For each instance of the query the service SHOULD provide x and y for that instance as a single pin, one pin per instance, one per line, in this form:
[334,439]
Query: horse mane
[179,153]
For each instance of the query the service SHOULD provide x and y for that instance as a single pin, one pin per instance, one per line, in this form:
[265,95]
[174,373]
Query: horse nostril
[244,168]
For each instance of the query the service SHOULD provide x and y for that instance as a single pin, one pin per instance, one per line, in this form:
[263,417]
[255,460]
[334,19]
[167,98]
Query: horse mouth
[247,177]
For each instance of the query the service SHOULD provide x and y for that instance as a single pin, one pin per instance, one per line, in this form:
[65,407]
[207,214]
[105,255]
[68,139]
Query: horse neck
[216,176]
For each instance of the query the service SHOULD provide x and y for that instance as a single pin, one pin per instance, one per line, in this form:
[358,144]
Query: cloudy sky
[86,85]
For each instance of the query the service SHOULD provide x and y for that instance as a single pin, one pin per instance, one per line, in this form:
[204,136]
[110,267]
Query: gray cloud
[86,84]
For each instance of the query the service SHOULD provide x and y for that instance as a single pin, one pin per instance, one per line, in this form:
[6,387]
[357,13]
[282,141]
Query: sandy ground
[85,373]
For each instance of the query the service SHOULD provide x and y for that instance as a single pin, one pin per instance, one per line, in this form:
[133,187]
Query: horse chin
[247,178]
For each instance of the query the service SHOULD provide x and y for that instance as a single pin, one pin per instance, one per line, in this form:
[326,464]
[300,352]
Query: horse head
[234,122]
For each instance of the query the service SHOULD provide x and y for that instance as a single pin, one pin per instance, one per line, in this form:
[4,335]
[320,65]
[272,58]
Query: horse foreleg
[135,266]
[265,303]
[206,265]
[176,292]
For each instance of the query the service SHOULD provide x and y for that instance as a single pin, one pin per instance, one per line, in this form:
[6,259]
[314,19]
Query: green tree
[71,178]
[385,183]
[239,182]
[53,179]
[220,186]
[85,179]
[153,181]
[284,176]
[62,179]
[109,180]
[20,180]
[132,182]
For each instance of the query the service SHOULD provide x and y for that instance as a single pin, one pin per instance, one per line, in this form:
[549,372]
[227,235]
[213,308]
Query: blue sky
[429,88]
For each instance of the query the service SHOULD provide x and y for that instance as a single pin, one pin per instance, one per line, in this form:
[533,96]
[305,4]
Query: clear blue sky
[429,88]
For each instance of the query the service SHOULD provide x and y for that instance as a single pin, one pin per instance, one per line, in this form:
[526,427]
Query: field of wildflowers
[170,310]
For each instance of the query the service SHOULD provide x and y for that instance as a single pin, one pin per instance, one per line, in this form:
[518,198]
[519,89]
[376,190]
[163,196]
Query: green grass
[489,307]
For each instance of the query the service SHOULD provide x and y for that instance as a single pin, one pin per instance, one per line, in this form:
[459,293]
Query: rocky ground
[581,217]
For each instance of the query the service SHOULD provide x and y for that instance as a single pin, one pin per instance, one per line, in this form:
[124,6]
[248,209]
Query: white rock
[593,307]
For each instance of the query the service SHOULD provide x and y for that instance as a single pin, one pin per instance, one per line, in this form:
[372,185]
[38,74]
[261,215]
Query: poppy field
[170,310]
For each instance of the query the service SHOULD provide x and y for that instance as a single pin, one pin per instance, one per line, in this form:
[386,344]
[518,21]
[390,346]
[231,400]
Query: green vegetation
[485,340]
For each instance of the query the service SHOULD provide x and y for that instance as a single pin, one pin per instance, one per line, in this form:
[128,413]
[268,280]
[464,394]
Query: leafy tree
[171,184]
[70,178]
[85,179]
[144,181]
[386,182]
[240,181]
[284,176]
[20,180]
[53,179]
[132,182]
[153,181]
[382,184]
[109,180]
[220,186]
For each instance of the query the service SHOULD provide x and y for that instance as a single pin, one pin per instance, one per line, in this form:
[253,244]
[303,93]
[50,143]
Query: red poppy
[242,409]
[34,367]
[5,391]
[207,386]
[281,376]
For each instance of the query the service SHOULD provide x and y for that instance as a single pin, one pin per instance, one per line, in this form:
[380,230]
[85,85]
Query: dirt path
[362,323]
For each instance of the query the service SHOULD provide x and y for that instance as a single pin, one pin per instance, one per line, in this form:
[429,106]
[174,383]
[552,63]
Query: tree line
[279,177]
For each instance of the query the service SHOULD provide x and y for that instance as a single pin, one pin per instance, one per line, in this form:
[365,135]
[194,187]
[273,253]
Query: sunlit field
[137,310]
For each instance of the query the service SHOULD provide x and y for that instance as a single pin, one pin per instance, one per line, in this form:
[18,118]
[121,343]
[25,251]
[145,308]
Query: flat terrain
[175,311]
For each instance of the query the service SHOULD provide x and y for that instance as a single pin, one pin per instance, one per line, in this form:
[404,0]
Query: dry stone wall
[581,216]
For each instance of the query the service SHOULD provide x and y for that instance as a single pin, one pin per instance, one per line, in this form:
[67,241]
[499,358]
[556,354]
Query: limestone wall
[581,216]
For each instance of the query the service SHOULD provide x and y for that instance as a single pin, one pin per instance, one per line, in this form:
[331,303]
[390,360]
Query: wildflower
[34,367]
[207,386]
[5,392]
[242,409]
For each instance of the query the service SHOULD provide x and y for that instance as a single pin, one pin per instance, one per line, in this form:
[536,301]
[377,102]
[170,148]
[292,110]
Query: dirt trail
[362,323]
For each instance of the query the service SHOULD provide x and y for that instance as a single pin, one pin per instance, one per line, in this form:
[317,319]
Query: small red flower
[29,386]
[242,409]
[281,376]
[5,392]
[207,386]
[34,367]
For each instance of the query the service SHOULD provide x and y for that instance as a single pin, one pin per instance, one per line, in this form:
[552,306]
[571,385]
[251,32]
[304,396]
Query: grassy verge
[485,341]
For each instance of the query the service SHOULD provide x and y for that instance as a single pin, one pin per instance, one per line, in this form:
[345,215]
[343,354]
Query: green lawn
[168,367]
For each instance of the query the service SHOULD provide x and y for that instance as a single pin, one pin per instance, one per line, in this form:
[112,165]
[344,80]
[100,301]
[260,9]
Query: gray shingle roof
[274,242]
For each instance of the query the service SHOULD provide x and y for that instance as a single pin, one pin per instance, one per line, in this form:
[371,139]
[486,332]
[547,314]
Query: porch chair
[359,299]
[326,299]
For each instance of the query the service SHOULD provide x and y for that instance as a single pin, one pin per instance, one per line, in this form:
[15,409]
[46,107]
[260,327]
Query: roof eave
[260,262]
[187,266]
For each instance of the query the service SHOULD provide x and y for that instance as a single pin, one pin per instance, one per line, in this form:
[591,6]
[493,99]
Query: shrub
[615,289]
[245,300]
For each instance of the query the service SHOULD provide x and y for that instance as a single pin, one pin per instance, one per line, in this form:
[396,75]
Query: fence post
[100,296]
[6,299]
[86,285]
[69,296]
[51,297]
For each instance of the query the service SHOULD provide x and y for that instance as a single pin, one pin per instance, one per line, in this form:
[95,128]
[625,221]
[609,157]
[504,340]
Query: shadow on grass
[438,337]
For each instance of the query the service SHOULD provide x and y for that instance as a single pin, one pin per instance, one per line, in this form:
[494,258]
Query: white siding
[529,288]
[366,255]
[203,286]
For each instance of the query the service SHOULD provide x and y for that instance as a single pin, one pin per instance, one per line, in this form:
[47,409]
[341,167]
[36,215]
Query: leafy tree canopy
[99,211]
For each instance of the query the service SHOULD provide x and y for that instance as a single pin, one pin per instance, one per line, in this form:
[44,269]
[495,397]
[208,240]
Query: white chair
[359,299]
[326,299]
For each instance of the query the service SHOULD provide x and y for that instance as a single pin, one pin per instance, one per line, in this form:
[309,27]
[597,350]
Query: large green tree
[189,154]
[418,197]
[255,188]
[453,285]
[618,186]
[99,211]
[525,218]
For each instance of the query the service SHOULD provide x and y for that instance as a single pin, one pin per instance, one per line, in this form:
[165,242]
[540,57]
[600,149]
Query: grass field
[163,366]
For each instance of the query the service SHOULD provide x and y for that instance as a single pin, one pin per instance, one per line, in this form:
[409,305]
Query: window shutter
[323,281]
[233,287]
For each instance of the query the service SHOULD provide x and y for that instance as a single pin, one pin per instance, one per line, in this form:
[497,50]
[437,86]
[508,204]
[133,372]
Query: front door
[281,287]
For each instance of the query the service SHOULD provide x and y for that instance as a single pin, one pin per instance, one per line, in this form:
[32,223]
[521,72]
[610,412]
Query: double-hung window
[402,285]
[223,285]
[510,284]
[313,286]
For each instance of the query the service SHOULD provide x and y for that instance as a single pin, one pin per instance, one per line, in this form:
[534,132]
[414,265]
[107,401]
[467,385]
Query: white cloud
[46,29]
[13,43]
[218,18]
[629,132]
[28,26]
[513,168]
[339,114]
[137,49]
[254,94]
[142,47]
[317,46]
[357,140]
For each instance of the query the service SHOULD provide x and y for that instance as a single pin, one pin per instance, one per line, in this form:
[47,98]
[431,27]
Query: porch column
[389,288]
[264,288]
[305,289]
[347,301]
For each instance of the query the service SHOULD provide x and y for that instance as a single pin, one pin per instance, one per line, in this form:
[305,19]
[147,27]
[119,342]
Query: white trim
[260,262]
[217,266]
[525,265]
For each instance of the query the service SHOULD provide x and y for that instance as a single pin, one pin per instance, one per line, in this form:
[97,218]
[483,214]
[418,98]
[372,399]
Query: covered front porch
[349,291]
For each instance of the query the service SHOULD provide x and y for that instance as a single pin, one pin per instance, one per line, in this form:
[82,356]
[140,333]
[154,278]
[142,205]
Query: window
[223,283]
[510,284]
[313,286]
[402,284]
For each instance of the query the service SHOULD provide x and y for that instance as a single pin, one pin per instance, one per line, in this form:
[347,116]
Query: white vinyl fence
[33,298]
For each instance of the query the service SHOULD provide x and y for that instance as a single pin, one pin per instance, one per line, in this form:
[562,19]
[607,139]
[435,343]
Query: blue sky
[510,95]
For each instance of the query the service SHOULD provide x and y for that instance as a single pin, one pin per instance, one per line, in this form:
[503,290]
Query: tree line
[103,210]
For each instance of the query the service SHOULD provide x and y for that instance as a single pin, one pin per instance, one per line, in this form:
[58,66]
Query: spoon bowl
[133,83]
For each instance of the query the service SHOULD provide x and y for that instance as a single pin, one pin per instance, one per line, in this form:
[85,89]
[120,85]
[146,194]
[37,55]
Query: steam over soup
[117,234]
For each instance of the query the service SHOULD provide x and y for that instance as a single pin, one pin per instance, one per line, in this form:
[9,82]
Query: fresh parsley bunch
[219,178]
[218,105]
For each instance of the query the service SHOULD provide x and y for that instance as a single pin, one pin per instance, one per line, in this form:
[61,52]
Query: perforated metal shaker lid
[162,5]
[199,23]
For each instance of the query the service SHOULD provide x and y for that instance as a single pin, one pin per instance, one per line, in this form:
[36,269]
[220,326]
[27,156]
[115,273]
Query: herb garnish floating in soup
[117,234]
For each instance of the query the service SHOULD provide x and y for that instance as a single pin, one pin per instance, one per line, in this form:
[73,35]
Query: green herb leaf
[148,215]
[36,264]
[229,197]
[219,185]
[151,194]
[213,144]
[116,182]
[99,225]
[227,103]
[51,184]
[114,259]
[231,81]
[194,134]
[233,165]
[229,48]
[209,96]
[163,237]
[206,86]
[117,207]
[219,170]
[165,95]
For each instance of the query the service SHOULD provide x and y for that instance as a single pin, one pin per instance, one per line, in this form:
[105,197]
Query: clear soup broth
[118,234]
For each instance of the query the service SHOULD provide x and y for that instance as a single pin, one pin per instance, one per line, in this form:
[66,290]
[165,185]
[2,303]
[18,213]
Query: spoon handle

▶ _The request_: Show each line above that contains the string "spoon", copied in full. Case counts, so match capitals and lowercase letters precisely.

▶ _Answer in full_:
Query: spoon bowl
Query: spoon handle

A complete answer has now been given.